Technological improvements to the radiotherapy treatment, such as intensity-modulated radiotherapy and the use of particles such as protons (4) or carbon ions (5) have resulted in a decrease in the amount of normal tissue that is irradiated to the same dose as the tumor. With protons and carbon ions, an additional advantage is that dose is only deposited to the tumor and proximal to the tumor. This means that by choosing a beam angle one can choose to spare specific (distally located) parts of the normal tissue surrounding the target volume. High-precision information on the effect of irradiation on different regions of the thorax is needed to be able to fully exploit these advances for the treatment of thoracic tumors.

(Saved entries)
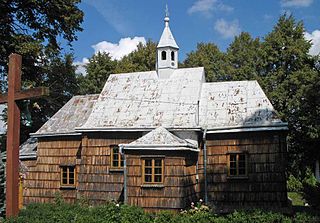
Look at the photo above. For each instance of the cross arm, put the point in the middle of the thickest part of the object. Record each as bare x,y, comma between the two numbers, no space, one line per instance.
26,94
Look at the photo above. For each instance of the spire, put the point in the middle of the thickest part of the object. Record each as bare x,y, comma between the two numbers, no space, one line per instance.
167,39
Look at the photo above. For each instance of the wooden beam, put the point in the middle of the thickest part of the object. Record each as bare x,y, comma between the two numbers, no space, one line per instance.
26,94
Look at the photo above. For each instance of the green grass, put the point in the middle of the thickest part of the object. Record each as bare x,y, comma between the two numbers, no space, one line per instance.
297,198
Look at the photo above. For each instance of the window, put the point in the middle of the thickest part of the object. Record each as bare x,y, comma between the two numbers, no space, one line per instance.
163,55
68,176
172,55
152,170
237,163
116,157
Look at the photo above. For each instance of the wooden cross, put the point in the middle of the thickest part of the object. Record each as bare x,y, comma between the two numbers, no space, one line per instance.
13,130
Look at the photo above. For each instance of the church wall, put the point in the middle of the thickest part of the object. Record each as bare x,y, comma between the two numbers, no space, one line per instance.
42,181
176,192
264,184
98,182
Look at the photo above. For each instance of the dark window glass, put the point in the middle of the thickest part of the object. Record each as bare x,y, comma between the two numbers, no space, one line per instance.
163,55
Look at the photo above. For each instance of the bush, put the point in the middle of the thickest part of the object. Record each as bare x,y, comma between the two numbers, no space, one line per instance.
294,184
60,212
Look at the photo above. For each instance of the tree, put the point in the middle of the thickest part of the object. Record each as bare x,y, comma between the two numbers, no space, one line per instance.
211,58
244,58
142,59
290,78
2,188
34,29
98,69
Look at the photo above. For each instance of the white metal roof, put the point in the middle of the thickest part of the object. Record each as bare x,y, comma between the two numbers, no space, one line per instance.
73,114
235,104
167,39
142,100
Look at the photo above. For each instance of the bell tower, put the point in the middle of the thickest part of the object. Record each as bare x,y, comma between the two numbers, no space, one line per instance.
167,51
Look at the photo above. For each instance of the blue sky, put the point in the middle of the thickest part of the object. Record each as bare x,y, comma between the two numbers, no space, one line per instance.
116,26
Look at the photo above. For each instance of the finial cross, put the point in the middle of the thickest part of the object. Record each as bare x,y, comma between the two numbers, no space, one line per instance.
167,11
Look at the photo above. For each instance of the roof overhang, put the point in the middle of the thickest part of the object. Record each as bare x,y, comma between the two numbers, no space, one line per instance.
278,127
160,147
115,129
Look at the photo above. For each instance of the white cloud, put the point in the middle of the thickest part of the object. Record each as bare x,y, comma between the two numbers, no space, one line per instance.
206,7
227,29
296,3
112,14
118,50
115,50
81,69
315,40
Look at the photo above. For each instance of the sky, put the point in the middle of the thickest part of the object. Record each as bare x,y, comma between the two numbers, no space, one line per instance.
117,26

# Your tasks
[A] Decide whether each statement agrees with the passage on radiotherapy for thoracic tumors. Answer yes or no for each, and quote the deciding words of the passage. (i) With protons and carbon ions, dose is deposited only to the tumor and proximal to it. (ii) Intensity-modulated radiotherapy has increased the amount of normal tissue irradiated to the same dose as the tumor. (iii) Choosing a beam angle lets one spare proximally located parts of the normal tissue.
[B] According to the passage on radiotherapy for thoracic tumors, why can choosing a beam angle spare certain parts of the surrounding normal tissue when protons or carbon ions are used? Answer in one to three sentences.
[C] Write the text that follows the last sentence of the passage on radiotherapy for thoracic tumors.
The entries come from a separate source and are unrelated to the text.

# Written answers
[A]
(i) Yes: "dose is only deposited to the tumor and proximal to the tumor."
(ii) No: "have resulted in a decrease in the amount of normal tissue that is irradiated to the same dose as the tumor."
(iii) No: "spare specific (distally located) parts of the normal tissue surrounding the target volume."

[B] With protons and carbon ions, dose is deposited only to the tumor and to tissue proximal to it. Normal tissue located distally, beyond the tumor along the beam, receives no dose. Choosing the beam angle therefore decides which specific parts of the surrounding tissue lie in that spared region.

[C]
Using rats (6) or mice (7), it has been shown that there are large variations in radiation-induced lung morbidity depending on the location irradiated. Our recent data on rats (6) not only revealed that more sensitive regions encompassed the largest amount of alveolar tissue but also suggested that including the heart in the radiation field enhanced loss of lung function. Classically, clinically and experimentally, radiation-induced heart damage is considered to be a late effect (8, 9). Surprisingly however, irradiating the heart not only resulted in late (>34 weeks) radiation-induced lung function loss but also a trend for increased early (<12 weeks) lung function loss was found. The finding that dose to the heart adds to early function loss of the lung would suggest that radiation-induced heart damage also has a highly relevant early component, which may manifest itself in combination with early (subclinical) lung damage. As such it would be necessary to consider functional damage to the lung in terms of multiorgan damage.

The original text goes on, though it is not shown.